* begin DATA RECORDS *

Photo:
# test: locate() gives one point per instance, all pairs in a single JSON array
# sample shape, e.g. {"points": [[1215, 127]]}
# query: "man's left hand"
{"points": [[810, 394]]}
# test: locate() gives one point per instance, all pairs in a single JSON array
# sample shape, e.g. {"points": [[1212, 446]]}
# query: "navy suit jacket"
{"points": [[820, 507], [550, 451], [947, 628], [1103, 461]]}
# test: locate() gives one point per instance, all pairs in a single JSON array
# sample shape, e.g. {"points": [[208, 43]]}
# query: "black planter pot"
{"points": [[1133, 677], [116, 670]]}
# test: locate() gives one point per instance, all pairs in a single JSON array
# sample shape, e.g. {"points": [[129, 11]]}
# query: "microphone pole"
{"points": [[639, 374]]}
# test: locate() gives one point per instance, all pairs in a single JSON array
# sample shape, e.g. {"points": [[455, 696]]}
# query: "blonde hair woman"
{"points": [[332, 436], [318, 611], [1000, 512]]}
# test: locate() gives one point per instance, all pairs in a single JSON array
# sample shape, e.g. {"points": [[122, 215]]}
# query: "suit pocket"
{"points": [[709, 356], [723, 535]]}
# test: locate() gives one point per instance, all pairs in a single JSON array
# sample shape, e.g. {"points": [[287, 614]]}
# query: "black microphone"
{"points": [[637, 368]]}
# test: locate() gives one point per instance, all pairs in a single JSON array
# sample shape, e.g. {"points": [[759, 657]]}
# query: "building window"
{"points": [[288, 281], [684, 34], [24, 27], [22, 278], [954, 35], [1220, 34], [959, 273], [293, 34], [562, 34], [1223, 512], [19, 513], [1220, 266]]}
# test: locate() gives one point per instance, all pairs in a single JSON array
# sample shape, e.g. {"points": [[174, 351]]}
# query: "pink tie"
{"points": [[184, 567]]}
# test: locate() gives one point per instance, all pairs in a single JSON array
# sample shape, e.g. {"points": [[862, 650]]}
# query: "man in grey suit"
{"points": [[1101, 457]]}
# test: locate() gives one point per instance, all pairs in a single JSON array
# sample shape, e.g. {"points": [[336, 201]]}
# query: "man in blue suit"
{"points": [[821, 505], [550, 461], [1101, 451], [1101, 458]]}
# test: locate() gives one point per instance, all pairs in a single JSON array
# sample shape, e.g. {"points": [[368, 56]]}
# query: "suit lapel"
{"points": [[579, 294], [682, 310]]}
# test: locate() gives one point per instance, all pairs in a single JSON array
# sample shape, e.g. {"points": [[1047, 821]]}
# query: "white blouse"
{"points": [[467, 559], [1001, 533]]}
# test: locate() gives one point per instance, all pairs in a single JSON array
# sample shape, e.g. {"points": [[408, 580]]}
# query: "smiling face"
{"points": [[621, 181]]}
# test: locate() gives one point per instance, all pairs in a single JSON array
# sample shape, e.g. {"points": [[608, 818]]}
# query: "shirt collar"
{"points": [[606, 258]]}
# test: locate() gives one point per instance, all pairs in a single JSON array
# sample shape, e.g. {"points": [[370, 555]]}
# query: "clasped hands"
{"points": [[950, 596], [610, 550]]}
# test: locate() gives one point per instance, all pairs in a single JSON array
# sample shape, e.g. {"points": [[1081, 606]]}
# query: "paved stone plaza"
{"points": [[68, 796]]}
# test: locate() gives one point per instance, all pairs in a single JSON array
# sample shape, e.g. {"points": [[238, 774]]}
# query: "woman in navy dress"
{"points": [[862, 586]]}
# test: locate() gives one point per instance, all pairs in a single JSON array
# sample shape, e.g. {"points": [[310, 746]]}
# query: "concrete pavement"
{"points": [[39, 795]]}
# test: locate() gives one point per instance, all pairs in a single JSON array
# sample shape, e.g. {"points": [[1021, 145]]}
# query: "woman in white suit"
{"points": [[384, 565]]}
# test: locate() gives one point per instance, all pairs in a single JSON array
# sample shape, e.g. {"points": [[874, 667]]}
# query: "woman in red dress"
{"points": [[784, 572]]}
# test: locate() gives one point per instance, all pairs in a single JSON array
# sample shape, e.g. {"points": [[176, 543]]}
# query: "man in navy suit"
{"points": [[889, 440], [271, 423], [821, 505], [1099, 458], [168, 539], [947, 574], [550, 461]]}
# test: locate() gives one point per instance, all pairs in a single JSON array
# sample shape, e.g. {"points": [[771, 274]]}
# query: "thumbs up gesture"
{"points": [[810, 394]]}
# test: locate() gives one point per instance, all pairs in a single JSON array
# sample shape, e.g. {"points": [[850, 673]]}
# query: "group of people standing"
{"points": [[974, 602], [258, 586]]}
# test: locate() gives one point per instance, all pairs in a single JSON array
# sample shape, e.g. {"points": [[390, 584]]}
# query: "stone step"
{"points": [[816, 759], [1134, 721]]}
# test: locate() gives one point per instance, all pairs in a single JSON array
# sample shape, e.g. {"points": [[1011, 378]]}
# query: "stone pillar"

* end DATA RECORDS *

TASK DESCRIPTION: Take the lines above and retype all of them exactly.

SOLUTION:
Photo:
# test: locate() gives one point per instance, all pairs in a single JSON array
# sample shape, e.g. {"points": [[1215, 127]]}
# query: "man's left hand"
{"points": [[810, 394]]}
# test: locate() gives one point per instance, all pairs in a single JSON array
# sample shape, e.g. {"points": [[1212, 446]]}
# query: "navy suit jacket"
{"points": [[820, 507], [550, 451], [947, 628], [1103, 461]]}
# test: locate() gives one point per instance, all pairs in a single JSON array
# sample shape, e.g. {"points": [[208, 43]]}
# query: "black planter pot"
{"points": [[1133, 677], [116, 670]]}
# test: locate() gives one point per instance, all pairs in a single JSON array
# sample shape, e.g. {"points": [[129, 11]]}
# query: "microphone pole"
{"points": [[639, 374]]}
# test: locate() gives one point per instance, all pairs in a single JSON array
# sample shape, e.g. {"points": [[455, 696]]}
# query: "blonde hair woman"
{"points": [[332, 436], [318, 611], [1000, 512]]}
# test: locate() gives one point per instance, all pairs in a single JSON array
# sample shape, e.g. {"points": [[122, 215]]}
# query: "suit pocket"
{"points": [[709, 356], [723, 535]]}
# test: locate() gives one point per instance, all pairs in a single JSON array
# sample shape, e.g. {"points": [[287, 614]]}
# query: "black microphone"
{"points": [[637, 368]]}
# test: locate() gives one point per instance, all pairs in a single JSON array
# sample shape, e.g. {"points": [[759, 657]]}
# query: "building window"
{"points": [[288, 281], [684, 34], [24, 27], [22, 278], [954, 35], [1220, 34], [959, 273], [293, 34], [562, 34], [1223, 512], [19, 513], [1220, 266]]}
# test: locate() gives one point per instance, all pairs in a single JSON array
# sample shape, e.g. {"points": [[174, 351]]}
# query: "pink tie"
{"points": [[184, 567]]}
# test: locate() gives one point per instance, all pairs in a single JSON array
# sample shape, e.g. {"points": [[862, 650]]}
# query: "man in grey suit"
{"points": [[1101, 457]]}
# test: locate() gives one point per instance, all pairs in a single JSON array
# sample shape, e.g. {"points": [[336, 201]]}
# query: "man in blue suit"
{"points": [[821, 505], [550, 461], [1101, 451], [1101, 458]]}
# test: locate() gives one point per instance, all pairs in a single JSON array
# sample shape, e.g. {"points": [[368, 56]]}
# query: "suit lapel"
{"points": [[579, 294], [682, 310]]}
# test: locate() gives one point per instance, all pairs in a single JSON array
# sample shape, e.g. {"points": [[1047, 821]]}
# query: "white blouse"
{"points": [[467, 559], [1001, 533]]}
# test: locate() gives one point per instance, all pairs in a single JSON array
# sample shape, e.g. {"points": [[408, 580]]}
# query: "smiling face"
{"points": [[621, 181]]}
# test: locate() gives one point per instance, all pairs in a single JSON array
# sample shape, e.g. {"points": [[608, 818]]}
# query: "shirt collar"
{"points": [[606, 258]]}
# test: locate() gives one point per instance, all pairs in a single JSON array
# sample shape, e.g. {"points": [[370, 555]]}
# query: "clasped hands"
{"points": [[950, 596], [610, 550]]}
# test: locate() gives one point per instance, all pairs in a single JSON array
# sample shape, e.g. {"points": [[1081, 606]]}
# query: "paved stone plaza"
{"points": [[68, 796]]}
# test: locate() gives one point per instance, all pairs in a single JSON array
# sample shape, e.g. {"points": [[238, 774]]}
# query: "woman in navy dress"
{"points": [[862, 586]]}
# test: locate() gives one point per instance, all pairs in a single JSON array
# sample shape, e.g. {"points": [[310, 746]]}
# query: "concrete pavement"
{"points": [[39, 795]]}
# test: locate() gives one point per instance, all pairs in a single JSON array
# sample shape, e.g. {"points": [[1021, 145]]}
# query: "woman in white suit"
{"points": [[384, 565]]}
# test: locate() gives one point per instance, all pairs in a single JSON array
# sample shape, e.g. {"points": [[874, 667]]}
# query: "woman in red dress"
{"points": [[784, 572]]}
# test: locate() gives one point per instance, all pairs in a single JSON array
# sample shape, e.g. {"points": [[176, 543]]}
# query: "man in navy suit"
{"points": [[889, 440], [271, 423], [821, 505], [1099, 458], [168, 539], [947, 574], [550, 461]]}
# test: locate() gives one point per instance, all pairs in a single JSON array
# sample shape, e.g. {"points": [[771, 274]]}
# query: "thumbs up gesture"
{"points": [[810, 394]]}
# test: locate() gives one point per instance, all pairs in a single JSON array
# sample shape, e.g. {"points": [[850, 673]]}
# query: "group of people standing"
{"points": [[974, 602], [258, 586]]}
# test: locate() gives one point per instance, all pairs in a single JSON array
# sample shape, e.g. {"points": [[390, 584]]}
# query: "stone step"
{"points": [[816, 759], [1134, 721]]}
# test: locate() gives one point per instance, all pairs in a single JSON array
# sample shape, e.g. {"points": [[1011, 378]]}
# query: "stone pillar"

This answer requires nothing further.